◆ **Para fazer**
A – Transcreva fielmente a parte do trecho sobre endogamia que começa em "A endogamia, todavia, não" e segue até "rainha Elizabeth II.".
B – Segundo o trecho sobre endogamia, com quem Filipe de Bourbon se casou em 2004?
C – Liste todas as pessoas mencionadas pelo nome no primeiro parágrafo do trecho sobre endogamia.

+++ Trecho para leitura +++

A endogamia, todavia, não se restringiu somente às monarquias europeias. São encontrados milhares de exemplos no Egito antigo, onde havia casamentos entre irmãos. Cleópatra casou-se com dois, o Ptolomeu XIII e o XIV. Em Roma, ocorriam enlaces entre primos, caso de Nero e Claudia Octavia. Há indícios de que os incas na América do Sul também casavam irmãos e irmãs sem drama de consciência. Ainda que haja nobres que gostem de se casar entre si, existe uma diversificação bem maior de fontes conjugais:

 

  • O rei Eduardo VIII, em dezembro de 1936, abdicou do trono britânico para se unir a Wallis Simpson, uma americana duas vezes divorciada. Quem ficou no seu lugar foi George VI, o gago retratado no filme O Discurso do Rei e pai da rainha Elizabeth II.

  • Filipe de Bourbon, filho de Juan Carlos I da Espanha e da rainha Sofia, casou-se em 2004 com a plebeia Letizia Ortiz.

+++ Dados em estudo +++

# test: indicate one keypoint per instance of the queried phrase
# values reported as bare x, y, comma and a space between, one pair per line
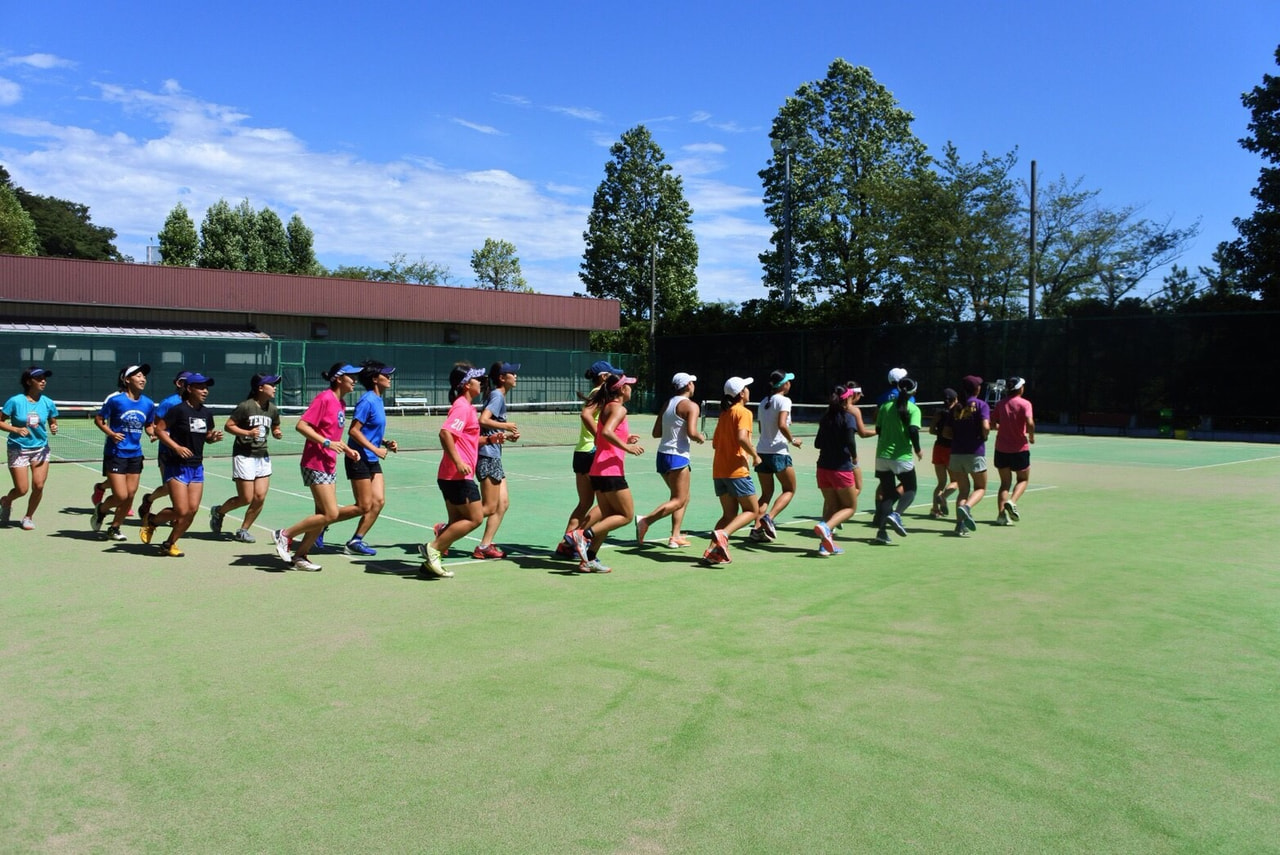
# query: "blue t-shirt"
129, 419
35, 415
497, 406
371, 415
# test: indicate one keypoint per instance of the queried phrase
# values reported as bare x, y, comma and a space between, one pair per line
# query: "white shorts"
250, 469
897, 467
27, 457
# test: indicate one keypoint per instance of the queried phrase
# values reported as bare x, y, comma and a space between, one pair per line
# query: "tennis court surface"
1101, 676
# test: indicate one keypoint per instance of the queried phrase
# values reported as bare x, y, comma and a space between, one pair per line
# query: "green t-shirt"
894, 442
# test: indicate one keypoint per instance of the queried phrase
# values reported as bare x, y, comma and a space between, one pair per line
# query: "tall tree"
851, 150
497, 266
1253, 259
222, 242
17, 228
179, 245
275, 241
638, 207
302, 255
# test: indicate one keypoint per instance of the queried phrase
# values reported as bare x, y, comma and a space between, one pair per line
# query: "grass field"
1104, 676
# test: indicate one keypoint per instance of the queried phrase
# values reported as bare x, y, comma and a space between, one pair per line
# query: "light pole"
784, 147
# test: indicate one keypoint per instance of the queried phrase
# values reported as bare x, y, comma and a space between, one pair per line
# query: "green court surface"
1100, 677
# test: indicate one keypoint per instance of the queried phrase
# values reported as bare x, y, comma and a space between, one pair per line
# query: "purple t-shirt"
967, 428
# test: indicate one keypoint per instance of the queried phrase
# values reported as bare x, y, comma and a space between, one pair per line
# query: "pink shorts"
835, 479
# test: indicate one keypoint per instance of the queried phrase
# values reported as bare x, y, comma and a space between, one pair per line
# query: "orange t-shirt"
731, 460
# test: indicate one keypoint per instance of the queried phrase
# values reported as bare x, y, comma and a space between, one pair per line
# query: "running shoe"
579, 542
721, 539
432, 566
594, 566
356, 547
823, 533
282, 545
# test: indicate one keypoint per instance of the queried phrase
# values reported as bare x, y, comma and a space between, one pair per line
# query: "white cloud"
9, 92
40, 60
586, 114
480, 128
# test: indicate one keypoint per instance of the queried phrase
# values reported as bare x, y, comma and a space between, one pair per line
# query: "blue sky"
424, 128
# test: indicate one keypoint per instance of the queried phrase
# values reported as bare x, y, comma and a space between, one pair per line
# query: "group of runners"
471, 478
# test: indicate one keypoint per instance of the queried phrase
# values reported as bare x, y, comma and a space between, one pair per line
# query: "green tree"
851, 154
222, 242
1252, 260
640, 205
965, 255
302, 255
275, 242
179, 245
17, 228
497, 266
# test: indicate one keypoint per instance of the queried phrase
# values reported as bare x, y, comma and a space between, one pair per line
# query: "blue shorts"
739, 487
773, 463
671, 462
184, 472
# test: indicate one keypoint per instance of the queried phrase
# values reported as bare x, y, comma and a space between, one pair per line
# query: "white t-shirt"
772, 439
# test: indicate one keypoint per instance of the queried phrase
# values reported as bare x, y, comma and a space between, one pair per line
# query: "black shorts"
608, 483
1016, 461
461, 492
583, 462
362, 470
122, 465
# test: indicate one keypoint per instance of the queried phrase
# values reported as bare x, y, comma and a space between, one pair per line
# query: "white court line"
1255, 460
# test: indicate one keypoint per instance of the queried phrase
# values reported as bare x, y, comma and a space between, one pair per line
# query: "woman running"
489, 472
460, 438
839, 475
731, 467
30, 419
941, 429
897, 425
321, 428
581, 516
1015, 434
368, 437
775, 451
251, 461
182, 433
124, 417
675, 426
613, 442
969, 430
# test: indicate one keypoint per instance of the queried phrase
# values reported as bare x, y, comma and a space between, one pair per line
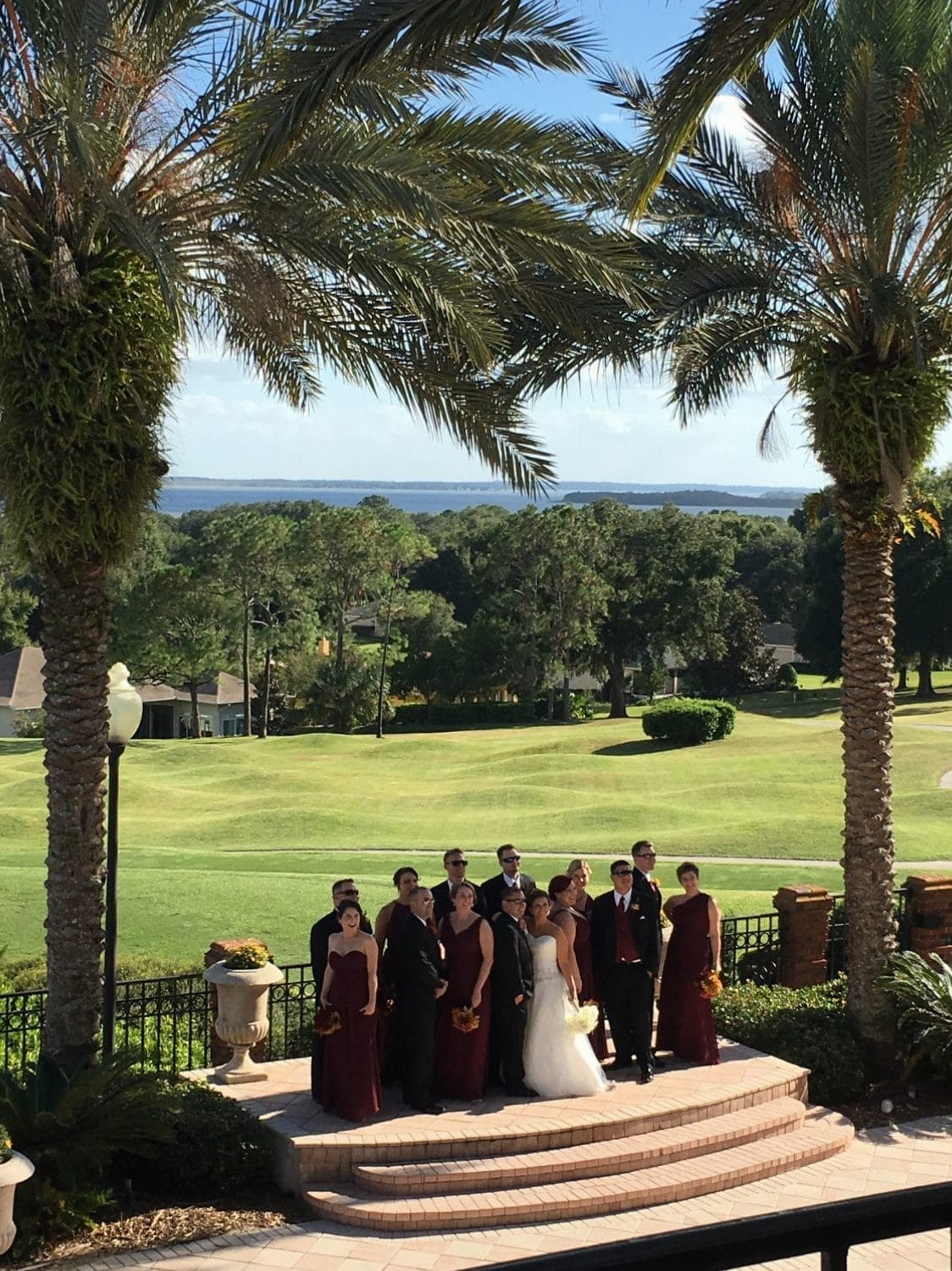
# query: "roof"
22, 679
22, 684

+++
+++ Dados em estudo +++

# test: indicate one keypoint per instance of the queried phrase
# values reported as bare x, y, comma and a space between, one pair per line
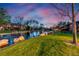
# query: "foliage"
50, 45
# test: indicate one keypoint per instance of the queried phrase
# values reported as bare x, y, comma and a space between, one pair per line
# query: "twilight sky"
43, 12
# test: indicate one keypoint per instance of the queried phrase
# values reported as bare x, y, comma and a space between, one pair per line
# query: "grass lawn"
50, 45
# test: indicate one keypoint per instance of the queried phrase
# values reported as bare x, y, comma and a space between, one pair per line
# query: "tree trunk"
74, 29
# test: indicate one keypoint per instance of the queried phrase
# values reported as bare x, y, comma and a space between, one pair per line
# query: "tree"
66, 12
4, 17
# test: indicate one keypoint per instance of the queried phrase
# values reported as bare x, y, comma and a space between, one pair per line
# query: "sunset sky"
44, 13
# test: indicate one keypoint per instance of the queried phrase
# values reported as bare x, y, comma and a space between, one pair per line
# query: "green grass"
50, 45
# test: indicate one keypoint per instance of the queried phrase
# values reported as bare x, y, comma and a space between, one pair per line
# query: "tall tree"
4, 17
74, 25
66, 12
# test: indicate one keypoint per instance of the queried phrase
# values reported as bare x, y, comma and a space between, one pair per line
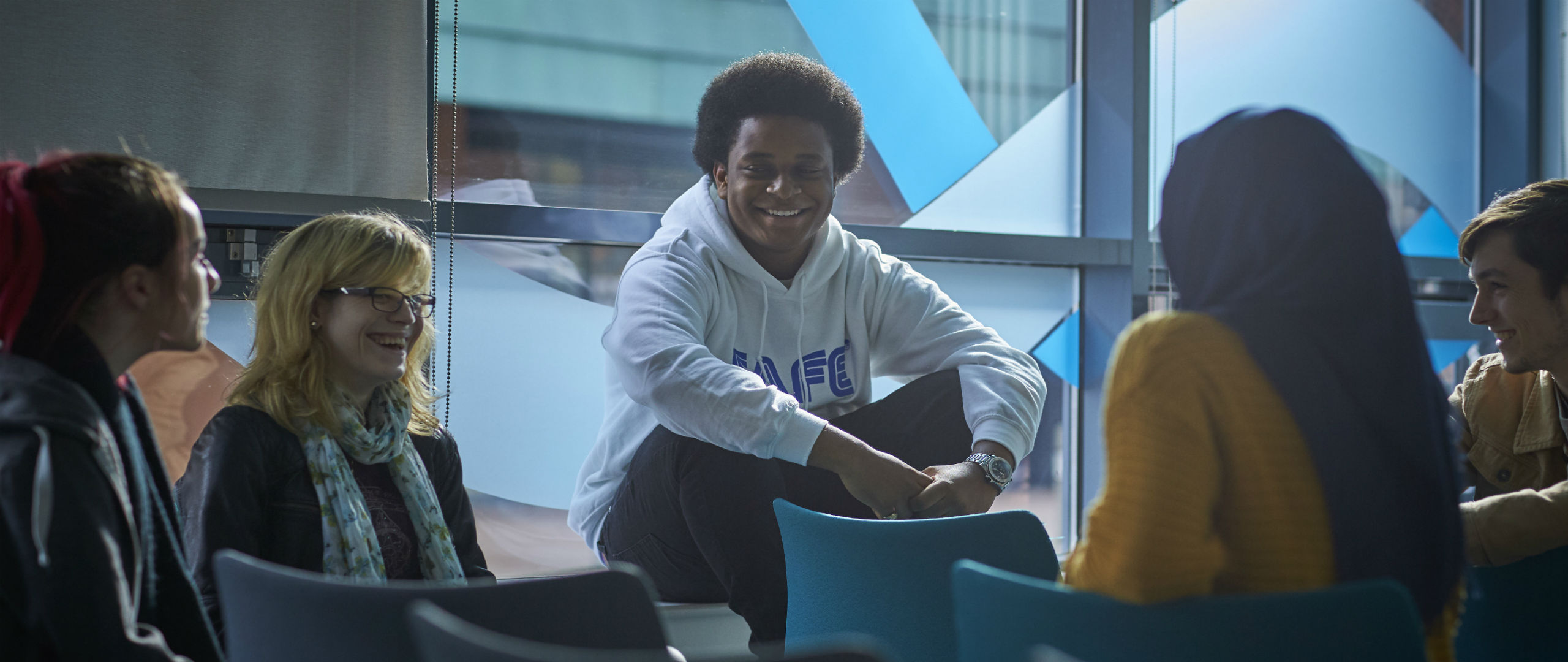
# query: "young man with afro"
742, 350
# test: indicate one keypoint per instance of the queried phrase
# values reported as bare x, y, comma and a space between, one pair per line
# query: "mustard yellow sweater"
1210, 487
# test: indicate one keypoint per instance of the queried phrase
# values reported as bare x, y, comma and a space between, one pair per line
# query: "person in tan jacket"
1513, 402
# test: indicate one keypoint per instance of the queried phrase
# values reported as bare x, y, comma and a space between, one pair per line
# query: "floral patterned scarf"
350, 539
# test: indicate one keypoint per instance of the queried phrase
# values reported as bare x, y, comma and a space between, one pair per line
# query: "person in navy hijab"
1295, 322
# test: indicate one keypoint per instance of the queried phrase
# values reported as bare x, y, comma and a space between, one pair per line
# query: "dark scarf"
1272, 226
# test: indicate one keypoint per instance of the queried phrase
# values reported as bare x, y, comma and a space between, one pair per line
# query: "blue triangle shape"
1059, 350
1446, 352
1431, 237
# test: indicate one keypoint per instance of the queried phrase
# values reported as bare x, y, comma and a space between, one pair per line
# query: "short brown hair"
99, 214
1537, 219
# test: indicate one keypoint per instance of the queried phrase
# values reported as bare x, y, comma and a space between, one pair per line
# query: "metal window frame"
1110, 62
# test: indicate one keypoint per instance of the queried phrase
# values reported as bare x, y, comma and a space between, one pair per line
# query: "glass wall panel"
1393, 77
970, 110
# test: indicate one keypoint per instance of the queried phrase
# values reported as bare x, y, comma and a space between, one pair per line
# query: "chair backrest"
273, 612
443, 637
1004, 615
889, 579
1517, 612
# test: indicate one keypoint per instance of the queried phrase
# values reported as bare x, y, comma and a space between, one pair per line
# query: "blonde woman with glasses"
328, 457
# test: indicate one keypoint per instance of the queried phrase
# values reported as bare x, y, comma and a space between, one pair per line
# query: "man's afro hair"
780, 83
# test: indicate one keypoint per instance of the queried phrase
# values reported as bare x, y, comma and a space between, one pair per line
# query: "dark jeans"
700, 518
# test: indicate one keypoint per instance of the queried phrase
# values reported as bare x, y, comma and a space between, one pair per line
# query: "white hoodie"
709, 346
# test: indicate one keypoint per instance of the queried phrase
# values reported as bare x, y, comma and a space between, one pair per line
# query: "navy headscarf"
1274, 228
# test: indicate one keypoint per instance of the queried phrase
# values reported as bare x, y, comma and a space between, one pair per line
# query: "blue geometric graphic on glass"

+++
+++ Dados em estudo +++

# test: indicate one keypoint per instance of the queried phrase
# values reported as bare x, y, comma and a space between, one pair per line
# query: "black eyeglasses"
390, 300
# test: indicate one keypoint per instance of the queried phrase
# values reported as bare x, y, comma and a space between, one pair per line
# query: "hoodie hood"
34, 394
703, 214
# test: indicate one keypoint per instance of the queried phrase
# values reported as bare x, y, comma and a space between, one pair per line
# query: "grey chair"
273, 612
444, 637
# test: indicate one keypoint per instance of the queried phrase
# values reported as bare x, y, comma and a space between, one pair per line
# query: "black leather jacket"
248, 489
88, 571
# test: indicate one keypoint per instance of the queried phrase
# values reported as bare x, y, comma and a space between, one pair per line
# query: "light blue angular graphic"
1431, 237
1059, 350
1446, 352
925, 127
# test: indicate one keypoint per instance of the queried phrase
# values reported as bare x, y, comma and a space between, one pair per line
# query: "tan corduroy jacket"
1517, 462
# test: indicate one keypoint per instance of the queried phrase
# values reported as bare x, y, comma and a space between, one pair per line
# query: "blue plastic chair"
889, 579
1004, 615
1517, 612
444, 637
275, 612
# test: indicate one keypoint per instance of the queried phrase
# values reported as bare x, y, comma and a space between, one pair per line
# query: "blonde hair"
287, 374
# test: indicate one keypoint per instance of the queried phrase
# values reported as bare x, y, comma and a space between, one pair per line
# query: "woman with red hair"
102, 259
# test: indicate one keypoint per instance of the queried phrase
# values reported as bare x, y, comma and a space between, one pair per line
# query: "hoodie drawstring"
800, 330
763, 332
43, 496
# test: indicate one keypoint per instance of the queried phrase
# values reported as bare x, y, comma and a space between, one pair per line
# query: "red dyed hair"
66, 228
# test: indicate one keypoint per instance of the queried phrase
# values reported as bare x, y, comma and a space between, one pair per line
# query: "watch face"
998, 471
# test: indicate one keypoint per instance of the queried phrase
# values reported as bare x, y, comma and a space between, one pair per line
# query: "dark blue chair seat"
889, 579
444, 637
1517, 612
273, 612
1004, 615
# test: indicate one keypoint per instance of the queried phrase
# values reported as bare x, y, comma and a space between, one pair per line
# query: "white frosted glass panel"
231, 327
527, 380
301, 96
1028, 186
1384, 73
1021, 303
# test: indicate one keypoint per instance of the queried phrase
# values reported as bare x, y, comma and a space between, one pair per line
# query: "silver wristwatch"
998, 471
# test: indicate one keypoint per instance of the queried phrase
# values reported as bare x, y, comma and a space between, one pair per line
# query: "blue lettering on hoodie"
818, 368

+++

◆ **Soluções dos exercícios**
A –
A endogamia, todavia, não se restringiu somente às monarquias europeias. São encontrados milhares de exemplos no Egito antigo, onde havia casamentos entre irmãos. Cleópatra casou-se com dois, o Ptolomeu XIII e o XIV. Em Roma, ocorriam enlaces entre primos, caso de Nero e Claudia Octavia. Há indícios de que os incas na América do Sul também casavam irmãos e irmãs sem drama de consciência. Ainda que haja nobres que gostem de se casar entre si, existe uma diversificação bem maior de fontes conjugais:

 

  • O rei Eduardo VIII, em dezembro de 1936, abdicou do trono britânico para se unir a Wallis Simpson, uma americana duas vezes divorciada. Quem ficou no seu lugar foi George VI, o gago retratado no filme O Discurso do Rei e pai da rainha Elizabeth II.

B – Com a plebeia Letizia Ortiz.

C – Cleópatra, Ptolomeu XIII, Ptolomeu XIV, Nero e Claudia Octavia.